◆ **Given request**
Copy out the lines of the material below, unchanged, starting with the line that contains "of the man's" and going on through the end of the material.

==== Source data ====

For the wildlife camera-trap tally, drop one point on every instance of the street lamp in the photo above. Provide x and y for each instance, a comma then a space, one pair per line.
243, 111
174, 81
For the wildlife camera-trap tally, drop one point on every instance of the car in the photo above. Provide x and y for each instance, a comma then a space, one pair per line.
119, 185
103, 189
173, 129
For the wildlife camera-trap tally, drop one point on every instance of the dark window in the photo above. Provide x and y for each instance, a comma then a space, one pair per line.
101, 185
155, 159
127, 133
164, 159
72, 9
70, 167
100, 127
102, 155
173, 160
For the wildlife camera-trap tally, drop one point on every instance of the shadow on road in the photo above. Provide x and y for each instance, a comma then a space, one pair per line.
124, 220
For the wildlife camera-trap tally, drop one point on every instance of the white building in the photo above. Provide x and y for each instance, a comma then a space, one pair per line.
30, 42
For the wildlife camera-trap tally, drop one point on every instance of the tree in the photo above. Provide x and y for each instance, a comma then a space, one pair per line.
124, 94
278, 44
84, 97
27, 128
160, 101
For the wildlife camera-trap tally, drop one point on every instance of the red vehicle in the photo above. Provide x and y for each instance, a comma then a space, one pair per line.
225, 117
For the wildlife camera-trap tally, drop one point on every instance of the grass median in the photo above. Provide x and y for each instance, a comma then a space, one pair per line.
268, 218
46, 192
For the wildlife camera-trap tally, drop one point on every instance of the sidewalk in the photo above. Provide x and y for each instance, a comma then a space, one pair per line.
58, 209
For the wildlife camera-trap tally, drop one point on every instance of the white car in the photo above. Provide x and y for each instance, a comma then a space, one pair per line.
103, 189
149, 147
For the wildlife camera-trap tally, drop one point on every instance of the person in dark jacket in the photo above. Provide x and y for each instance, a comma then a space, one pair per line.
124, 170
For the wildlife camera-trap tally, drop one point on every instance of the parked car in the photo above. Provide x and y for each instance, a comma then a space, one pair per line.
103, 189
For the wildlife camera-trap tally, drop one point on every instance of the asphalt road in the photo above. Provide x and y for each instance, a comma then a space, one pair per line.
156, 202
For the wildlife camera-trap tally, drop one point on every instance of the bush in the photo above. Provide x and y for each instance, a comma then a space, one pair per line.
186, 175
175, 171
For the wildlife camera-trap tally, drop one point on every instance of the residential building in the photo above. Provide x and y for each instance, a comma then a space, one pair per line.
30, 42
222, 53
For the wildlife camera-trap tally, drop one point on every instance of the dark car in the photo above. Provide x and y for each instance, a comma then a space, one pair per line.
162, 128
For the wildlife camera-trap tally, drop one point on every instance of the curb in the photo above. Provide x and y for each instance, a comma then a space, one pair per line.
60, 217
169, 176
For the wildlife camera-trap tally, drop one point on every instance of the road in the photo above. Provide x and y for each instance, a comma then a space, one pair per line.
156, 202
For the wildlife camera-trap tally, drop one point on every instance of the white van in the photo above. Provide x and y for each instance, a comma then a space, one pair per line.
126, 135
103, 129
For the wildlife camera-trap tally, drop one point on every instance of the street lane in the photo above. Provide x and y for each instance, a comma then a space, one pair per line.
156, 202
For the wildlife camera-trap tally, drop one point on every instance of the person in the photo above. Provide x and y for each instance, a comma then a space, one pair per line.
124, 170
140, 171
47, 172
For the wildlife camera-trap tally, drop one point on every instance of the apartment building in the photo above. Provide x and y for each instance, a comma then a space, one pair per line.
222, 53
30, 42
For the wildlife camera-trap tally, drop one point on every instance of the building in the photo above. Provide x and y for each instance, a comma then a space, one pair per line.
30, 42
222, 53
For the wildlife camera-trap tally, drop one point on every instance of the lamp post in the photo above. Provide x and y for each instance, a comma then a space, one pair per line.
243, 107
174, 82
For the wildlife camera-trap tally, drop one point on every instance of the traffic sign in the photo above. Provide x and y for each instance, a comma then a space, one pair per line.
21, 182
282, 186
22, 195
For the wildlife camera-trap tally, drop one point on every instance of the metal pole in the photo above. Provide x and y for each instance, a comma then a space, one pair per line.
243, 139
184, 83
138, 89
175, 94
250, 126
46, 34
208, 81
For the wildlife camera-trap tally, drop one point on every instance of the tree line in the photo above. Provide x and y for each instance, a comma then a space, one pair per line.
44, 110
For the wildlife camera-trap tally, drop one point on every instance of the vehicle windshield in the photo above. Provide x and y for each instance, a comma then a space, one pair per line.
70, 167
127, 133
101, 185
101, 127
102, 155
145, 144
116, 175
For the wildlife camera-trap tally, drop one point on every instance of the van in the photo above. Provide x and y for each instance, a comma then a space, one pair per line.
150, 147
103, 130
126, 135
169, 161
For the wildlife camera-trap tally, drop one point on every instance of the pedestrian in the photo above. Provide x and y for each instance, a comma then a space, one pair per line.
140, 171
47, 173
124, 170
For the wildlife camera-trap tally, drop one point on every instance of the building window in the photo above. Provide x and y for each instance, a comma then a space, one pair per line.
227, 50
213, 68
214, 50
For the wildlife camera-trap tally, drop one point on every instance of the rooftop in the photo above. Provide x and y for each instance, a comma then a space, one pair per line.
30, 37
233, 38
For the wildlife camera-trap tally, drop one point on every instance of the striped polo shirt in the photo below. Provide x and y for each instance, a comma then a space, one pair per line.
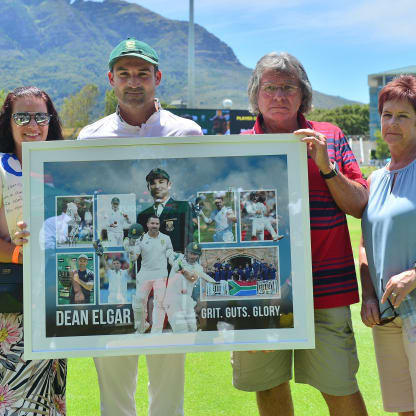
333, 269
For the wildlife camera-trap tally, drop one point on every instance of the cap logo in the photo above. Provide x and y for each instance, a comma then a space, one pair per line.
130, 44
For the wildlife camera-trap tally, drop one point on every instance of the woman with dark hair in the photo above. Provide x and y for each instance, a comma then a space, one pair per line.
26, 387
388, 249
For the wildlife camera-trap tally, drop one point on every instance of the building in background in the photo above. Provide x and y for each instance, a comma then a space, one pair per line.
375, 83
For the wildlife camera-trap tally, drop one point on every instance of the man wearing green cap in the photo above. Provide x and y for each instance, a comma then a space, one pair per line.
116, 222
175, 216
134, 76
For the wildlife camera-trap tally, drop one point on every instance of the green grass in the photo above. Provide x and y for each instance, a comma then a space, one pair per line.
208, 388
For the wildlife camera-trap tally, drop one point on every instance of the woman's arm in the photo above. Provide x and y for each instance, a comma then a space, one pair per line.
370, 314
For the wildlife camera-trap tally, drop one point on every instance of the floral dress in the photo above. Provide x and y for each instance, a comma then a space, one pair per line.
27, 388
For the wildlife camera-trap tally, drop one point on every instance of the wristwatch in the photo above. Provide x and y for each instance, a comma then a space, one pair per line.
332, 173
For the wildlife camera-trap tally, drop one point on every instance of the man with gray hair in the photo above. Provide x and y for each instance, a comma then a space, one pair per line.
280, 94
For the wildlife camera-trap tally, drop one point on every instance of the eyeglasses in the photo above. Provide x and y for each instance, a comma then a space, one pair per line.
22, 119
389, 318
287, 89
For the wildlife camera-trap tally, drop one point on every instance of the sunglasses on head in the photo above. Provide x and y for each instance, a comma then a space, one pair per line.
22, 119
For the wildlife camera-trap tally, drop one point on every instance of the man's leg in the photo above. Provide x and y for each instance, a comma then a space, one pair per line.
117, 378
276, 401
350, 405
268, 374
139, 302
158, 315
166, 384
332, 366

====

◆ **Completed exercise**
For the wildlife camera-trap tally, drop one point on every instance of the man's leg in the photo above. Provide x and y for each instance, a comma then a space, one pair per line.
117, 378
276, 401
350, 405
268, 374
139, 302
158, 315
166, 384
332, 366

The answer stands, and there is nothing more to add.